REQUIRED TASK: Rewrite the data below with every "bush" changed to "shrub", leaving all other text as it is.
=== ENTRIES SHOWN ===
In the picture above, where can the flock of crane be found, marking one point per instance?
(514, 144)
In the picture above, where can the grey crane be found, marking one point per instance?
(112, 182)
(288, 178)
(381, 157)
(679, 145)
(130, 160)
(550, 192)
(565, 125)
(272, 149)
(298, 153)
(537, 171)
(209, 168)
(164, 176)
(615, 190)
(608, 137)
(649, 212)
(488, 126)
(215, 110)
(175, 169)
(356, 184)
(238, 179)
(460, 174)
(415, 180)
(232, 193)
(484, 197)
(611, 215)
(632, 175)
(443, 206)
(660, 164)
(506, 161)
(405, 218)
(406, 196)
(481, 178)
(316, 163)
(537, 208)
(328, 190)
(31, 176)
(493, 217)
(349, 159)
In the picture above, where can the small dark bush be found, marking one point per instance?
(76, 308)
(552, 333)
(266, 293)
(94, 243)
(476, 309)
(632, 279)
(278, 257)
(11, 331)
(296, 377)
===
EXPECTED ANSWER:
In the picture above, where can the flock of crane be found, marking one point per instance?
(514, 144)
In the picture above, where can the grey crane be found, marking one point per instance?
(112, 182)
(288, 178)
(381, 157)
(679, 145)
(130, 160)
(550, 192)
(565, 125)
(272, 149)
(298, 153)
(537, 171)
(209, 168)
(164, 176)
(615, 190)
(608, 137)
(649, 212)
(488, 126)
(215, 110)
(175, 169)
(356, 184)
(238, 179)
(460, 174)
(415, 180)
(232, 193)
(484, 197)
(611, 215)
(632, 175)
(443, 206)
(660, 164)
(506, 161)
(405, 218)
(406, 196)
(481, 178)
(316, 163)
(537, 208)
(328, 190)
(31, 176)
(493, 217)
(349, 159)
In the picture above, where can the small dark shrub be found, marking one point per instance?
(76, 308)
(552, 333)
(266, 293)
(94, 243)
(476, 309)
(632, 279)
(278, 257)
(11, 331)
(296, 377)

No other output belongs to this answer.